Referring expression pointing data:
——————
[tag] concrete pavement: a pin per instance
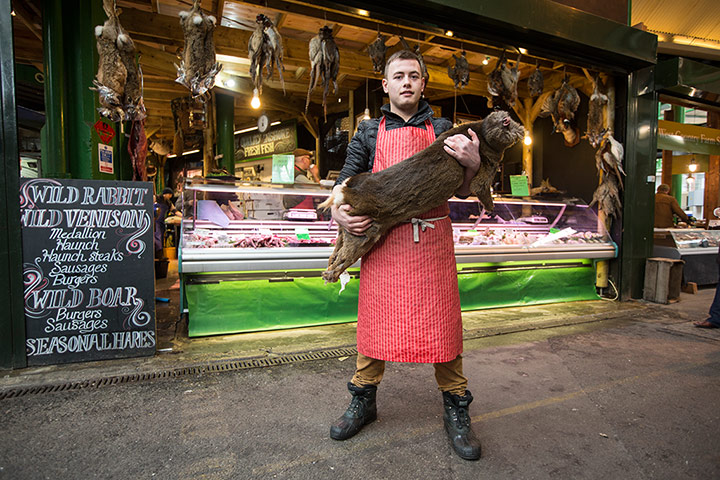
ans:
(579, 391)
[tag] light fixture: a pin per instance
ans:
(366, 114)
(255, 102)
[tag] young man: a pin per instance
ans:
(409, 304)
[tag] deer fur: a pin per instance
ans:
(417, 184)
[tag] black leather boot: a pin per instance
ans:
(457, 425)
(361, 411)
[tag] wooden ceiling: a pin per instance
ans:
(154, 26)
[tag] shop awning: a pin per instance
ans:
(689, 83)
(547, 28)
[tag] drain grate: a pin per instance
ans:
(218, 367)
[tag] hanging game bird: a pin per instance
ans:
(265, 49)
(609, 158)
(502, 84)
(607, 196)
(460, 73)
(377, 51)
(536, 82)
(561, 107)
(596, 114)
(324, 63)
(118, 81)
(198, 67)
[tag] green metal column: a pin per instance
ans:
(12, 320)
(640, 152)
(225, 116)
(54, 161)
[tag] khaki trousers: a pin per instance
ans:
(448, 375)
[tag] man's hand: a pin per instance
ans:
(355, 225)
(465, 150)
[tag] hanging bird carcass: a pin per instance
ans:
(502, 84)
(536, 82)
(112, 74)
(561, 107)
(597, 113)
(324, 64)
(198, 67)
(377, 51)
(460, 73)
(265, 50)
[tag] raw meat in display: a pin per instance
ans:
(415, 185)
(324, 64)
(460, 73)
(198, 67)
(536, 83)
(265, 50)
(377, 51)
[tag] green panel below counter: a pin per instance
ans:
(238, 305)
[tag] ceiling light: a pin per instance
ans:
(255, 101)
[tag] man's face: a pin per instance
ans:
(404, 83)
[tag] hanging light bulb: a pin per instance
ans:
(366, 114)
(255, 102)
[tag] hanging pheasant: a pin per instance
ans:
(198, 67)
(265, 50)
(324, 64)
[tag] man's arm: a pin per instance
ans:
(467, 152)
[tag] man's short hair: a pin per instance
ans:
(402, 55)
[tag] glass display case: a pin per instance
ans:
(698, 248)
(242, 242)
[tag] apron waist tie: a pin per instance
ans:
(423, 223)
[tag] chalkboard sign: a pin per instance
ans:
(87, 269)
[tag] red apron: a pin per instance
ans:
(409, 303)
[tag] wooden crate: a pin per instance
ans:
(663, 280)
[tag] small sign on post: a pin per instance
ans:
(519, 186)
(105, 156)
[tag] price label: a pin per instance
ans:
(302, 233)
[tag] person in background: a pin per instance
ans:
(409, 303)
(305, 170)
(713, 320)
(665, 207)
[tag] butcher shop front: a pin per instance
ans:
(217, 128)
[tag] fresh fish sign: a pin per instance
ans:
(87, 270)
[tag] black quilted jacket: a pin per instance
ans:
(361, 151)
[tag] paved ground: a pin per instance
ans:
(583, 391)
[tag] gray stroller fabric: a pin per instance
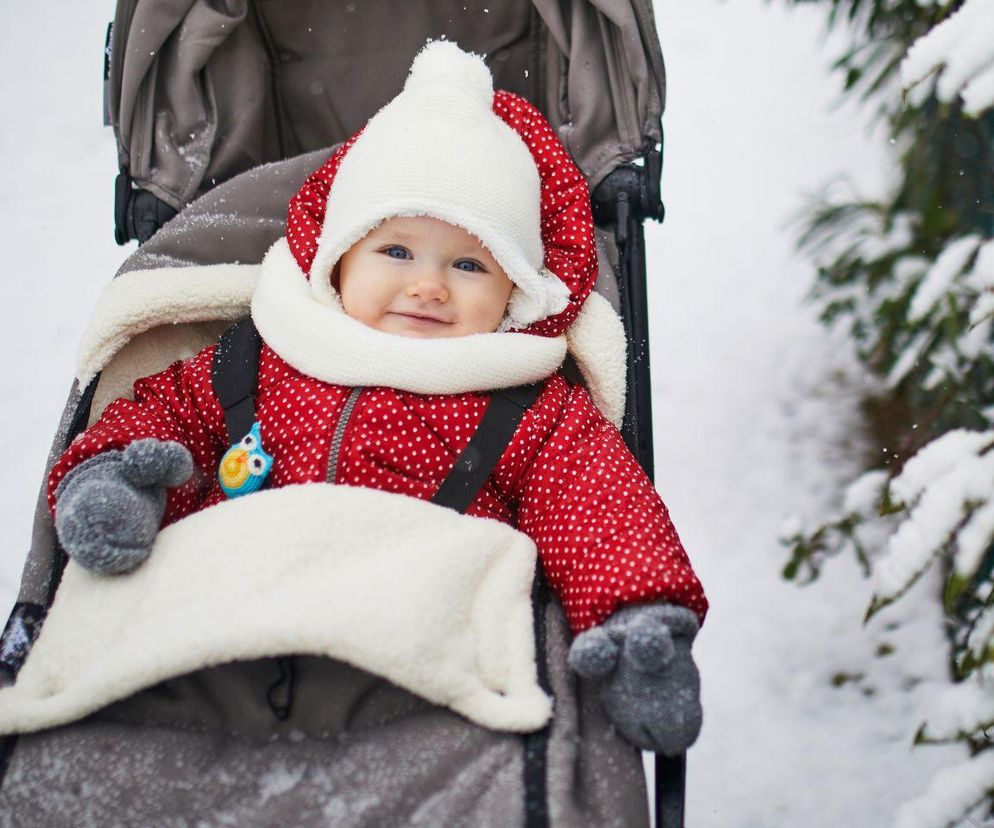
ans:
(353, 750)
(200, 91)
(302, 741)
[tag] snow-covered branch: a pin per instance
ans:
(961, 50)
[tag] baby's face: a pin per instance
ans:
(422, 277)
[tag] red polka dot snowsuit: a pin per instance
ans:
(567, 480)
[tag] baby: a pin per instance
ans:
(441, 254)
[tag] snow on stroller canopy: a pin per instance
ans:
(198, 95)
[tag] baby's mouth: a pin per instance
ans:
(420, 318)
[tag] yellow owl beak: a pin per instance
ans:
(234, 468)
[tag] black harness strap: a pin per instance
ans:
(235, 376)
(478, 459)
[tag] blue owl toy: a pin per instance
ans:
(245, 466)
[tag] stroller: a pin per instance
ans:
(201, 95)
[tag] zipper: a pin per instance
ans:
(336, 441)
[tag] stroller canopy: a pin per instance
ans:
(201, 90)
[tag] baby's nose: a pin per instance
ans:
(429, 285)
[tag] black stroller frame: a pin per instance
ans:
(624, 196)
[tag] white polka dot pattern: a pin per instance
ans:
(566, 479)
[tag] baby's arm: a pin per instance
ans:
(610, 551)
(108, 491)
(603, 533)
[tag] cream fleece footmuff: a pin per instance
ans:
(437, 602)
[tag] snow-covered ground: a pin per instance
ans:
(808, 714)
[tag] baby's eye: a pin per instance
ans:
(396, 251)
(469, 266)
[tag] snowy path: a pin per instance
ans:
(752, 421)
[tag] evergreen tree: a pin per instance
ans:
(911, 276)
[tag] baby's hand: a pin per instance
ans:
(109, 509)
(651, 688)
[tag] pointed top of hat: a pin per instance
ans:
(443, 62)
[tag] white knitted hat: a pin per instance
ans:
(438, 150)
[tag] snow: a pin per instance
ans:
(939, 277)
(943, 477)
(937, 459)
(961, 47)
(962, 707)
(954, 791)
(809, 715)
——————
Print every line above exactly. Leave the pictures out.

Reply to the exercise
[tag] concrete pavement: a pin per instance
ans:
(579, 391)
[tag] light fixture: a pin per instance
ans:
(366, 114)
(255, 102)
[tag] young man: a pin per instance
ans:
(409, 304)
[tag] deer fur: a pin per instance
ans:
(417, 184)
[tag] black leather boot: a pin per instance
ans:
(457, 425)
(361, 411)
[tag] wooden ceiling: a pin per instance
ans:
(154, 26)
[tag] shop awning: a pin per instance
ans:
(689, 83)
(547, 28)
[tag] drain grate: a pin per instance
ans:
(218, 367)
[tag] hanging game bird: a pin per instance
ans:
(265, 49)
(609, 158)
(502, 84)
(607, 196)
(460, 73)
(377, 51)
(536, 82)
(561, 107)
(596, 114)
(324, 63)
(118, 81)
(198, 67)
[tag] green metal column: a pin per instance
ans:
(12, 320)
(640, 152)
(225, 116)
(54, 161)
[tag] khaki trousers: a pin per instance
ans:
(448, 375)
[tag] man's hand: a pin per instance
ans:
(355, 225)
(465, 150)
[tag] hanging bird carcass: a pin per instance
ans:
(502, 84)
(536, 82)
(112, 74)
(561, 107)
(597, 113)
(324, 64)
(198, 67)
(377, 51)
(460, 73)
(265, 50)
[tag] raw meat in display: a pin per instance
ans:
(415, 185)
(324, 64)
(460, 73)
(198, 67)
(536, 83)
(265, 50)
(377, 51)
[tag] green panel below counter: a pin per instance
ans:
(238, 305)
[tag] ceiling light: a pin per instance
ans:
(255, 101)
[tag] man's face: a pin per instance
ans:
(404, 83)
[tag] hanging light bulb: a pin per instance
ans:
(366, 114)
(255, 102)
[tag] hanging pheasant: a pin per instance
ans:
(198, 67)
(265, 50)
(324, 64)
[tag] man's arm: a pin per instance
ans:
(467, 152)
[tag] man's short hair: a pin per instance
ans:
(402, 55)
[tag] glass display case: a pin per instance
ans:
(698, 248)
(242, 242)
[tag] apron waist tie: a pin per instance
ans:
(423, 223)
[tag] chalkboard sign: a pin per instance
ans:
(87, 269)
[tag] red apron: a pin per instance
ans:
(409, 303)
[tag] wooden crate: a pin per instance
ans:
(663, 280)
[tag] small sign on post: a pin per instance
ans:
(519, 186)
(105, 156)
[tag] price label: a pin per instance
ans:
(302, 233)
[tag] person in background: a pin per instance
ans:
(409, 303)
(305, 170)
(713, 320)
(665, 207)
[tag] butcher shop front: a pin per instance
ans:
(217, 128)
[tag] fresh fish sign: a pin per instance
ans:
(87, 270)
[tag] black quilted jacket: a pin per instance
ans:
(361, 151)
[tag] paved ground: a pin per instance
ans:
(583, 391)
[tag] gray stroller fabric: a pin per instance
ans:
(353, 750)
(200, 91)
(302, 741)
[tag] snow-covered branch: a pin per instance
ans:
(961, 50)
[tag] baby's face: a pin per instance
ans:
(422, 277)
[tag] red polka dot snowsuit: a pin per instance
ans:
(567, 480)
[tag] baby: a pin per instance
ans:
(441, 254)
[tag] snow on stroller canopy: a pin per instance
ans:
(198, 95)
[tag] baby's mouth: a pin per instance
ans:
(420, 318)
[tag] yellow owl beak: a pin per instance
ans:
(234, 468)
[tag] black harness strap: a pin per instance
ans:
(235, 376)
(478, 459)
[tag] blue owl toy: a pin per instance
ans:
(245, 466)
[tag] stroller: a pin per instance
ans:
(201, 95)
[tag] zipper: a pin per instance
ans:
(336, 441)
[tag] stroller canopy: a pin per instance
ans:
(201, 90)
[tag] baby's nose: a pin per instance
ans:
(429, 285)
[tag] black stroller frame: a pin per instance
ans:
(624, 196)
[tag] white polka dot pattern: a pin per instance
ans:
(566, 479)
[tag] baby's arm: a pin per instance
ans:
(610, 551)
(108, 491)
(603, 533)
[tag] cream fleece footmuff: a pin per instance
ans:
(437, 602)
[tag] snow-covered ground: a pin per instance
ans:
(808, 714)
[tag] baby's eye: a pin per instance
ans:
(396, 251)
(469, 266)
[tag] snowy path: a pin per instance
ans:
(752, 421)
[tag] evergreen tree: a pin per instance
ans:
(911, 276)
[tag] baby's hand: a pin per instance
ans:
(109, 509)
(651, 688)
[tag] pointed top of hat: a pin per instance
ans:
(443, 62)
[tag] white knitted hat: a pin per instance
ans:
(438, 150)
[tag] snow: a pin per instance
ans:
(939, 277)
(943, 477)
(937, 459)
(961, 47)
(962, 707)
(954, 791)
(809, 715)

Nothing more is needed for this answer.